THE DATA.
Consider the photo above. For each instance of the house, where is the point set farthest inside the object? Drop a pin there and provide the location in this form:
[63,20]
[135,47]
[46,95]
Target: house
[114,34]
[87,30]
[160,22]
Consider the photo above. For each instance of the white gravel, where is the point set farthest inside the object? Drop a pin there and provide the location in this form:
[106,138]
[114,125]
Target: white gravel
--
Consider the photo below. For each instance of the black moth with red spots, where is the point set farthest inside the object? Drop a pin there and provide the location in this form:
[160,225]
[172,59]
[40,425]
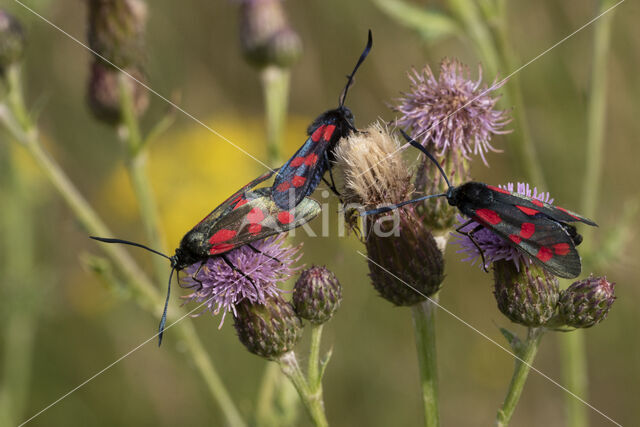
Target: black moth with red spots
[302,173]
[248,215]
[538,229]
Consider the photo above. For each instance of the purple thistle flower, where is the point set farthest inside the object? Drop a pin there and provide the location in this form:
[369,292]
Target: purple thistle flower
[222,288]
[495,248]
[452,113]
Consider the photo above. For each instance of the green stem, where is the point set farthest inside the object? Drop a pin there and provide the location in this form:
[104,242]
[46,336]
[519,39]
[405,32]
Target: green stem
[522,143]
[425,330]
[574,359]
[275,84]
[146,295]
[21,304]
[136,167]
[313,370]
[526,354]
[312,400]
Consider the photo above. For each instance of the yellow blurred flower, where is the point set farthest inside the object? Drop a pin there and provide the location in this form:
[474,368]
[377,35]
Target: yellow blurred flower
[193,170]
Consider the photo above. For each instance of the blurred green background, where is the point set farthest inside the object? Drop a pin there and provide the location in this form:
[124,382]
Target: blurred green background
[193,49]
* * *
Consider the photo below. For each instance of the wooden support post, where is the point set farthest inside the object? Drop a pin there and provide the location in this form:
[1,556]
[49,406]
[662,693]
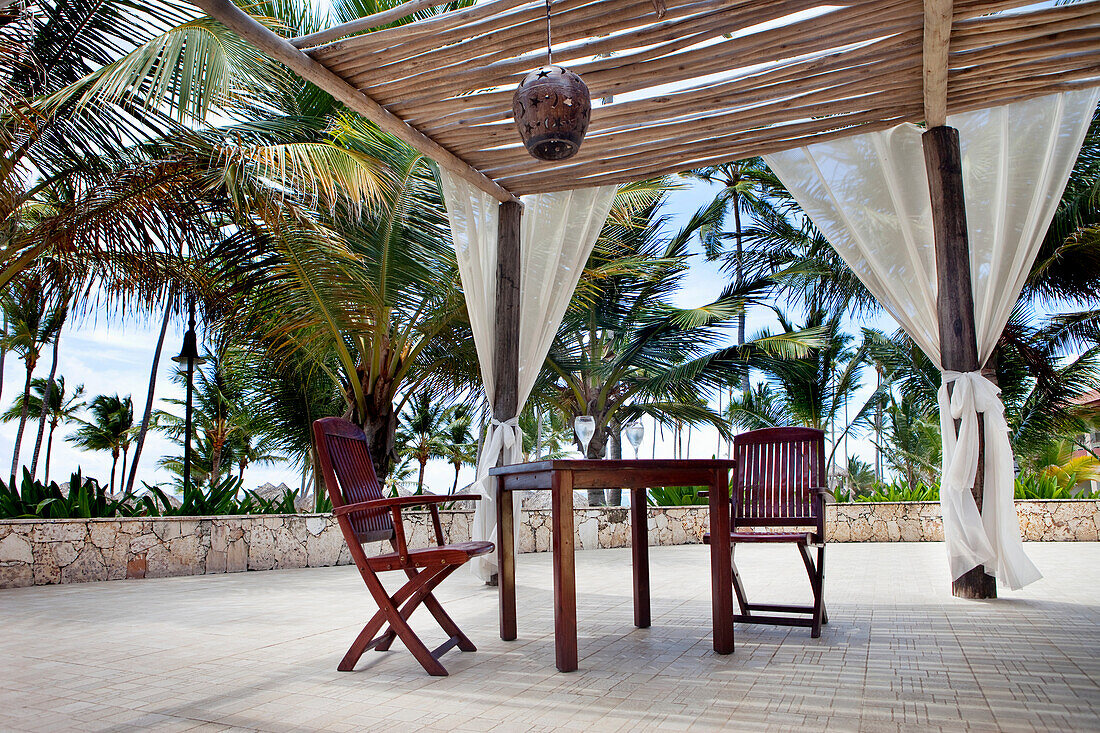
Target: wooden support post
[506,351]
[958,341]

WHAT TO WORK ON. Copy the lines from the one containing "Consider the photo above. For each instance of the house, where" through the one containing "Target: white gravel", inclusive, with "pin" changed to "marker" and nothing else altered.

IN RESPONSE.
Consider the photo above. For each instance of the house, where is the point set farthest inside the object? Drop a marker there and provide the location in this form:
[63,20]
[135,47]
[46,95]
Target: house
[114,34]
[87,30]
[160,22]
Consider the photo above. For each instance of the white gravel, where is the point set farthest inside the object? Drop a marker there and provide the location in this form:
[106,138]
[114,125]
Target: white gravel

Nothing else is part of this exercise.